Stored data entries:
----

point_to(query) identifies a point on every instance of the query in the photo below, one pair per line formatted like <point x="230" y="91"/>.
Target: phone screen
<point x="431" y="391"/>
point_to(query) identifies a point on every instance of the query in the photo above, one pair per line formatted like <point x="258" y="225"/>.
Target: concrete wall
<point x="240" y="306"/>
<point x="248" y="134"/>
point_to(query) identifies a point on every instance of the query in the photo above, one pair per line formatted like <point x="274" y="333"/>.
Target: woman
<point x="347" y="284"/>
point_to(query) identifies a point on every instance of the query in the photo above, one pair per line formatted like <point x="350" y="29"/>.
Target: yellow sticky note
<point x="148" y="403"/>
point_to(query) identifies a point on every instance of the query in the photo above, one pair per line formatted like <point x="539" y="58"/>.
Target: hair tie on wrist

----

TASK DETAILS: Identify each line in the entries with the word "every" and copy it.

TASK RESPONSE:
point_to(query) identifies a point on every instance of the query in the photo below, one pair per line formatted like <point x="230" y="91"/>.
point_to(query) identifies a point on every instance of the query in the photo above, one pair per line formatted like <point x="258" y="225"/>.
point_to(query) identifies a point on every instance of the query in the photo above, one pair per line formatted like <point x="274" y="333"/>.
point_to(query) identifies a point on every instance of the query in the photo above, one pair per line formatted like <point x="350" y="29"/>.
point_to(query) identifies a point on every instance of the query in the photo above, one pair per line formatted like <point x="539" y="58"/>.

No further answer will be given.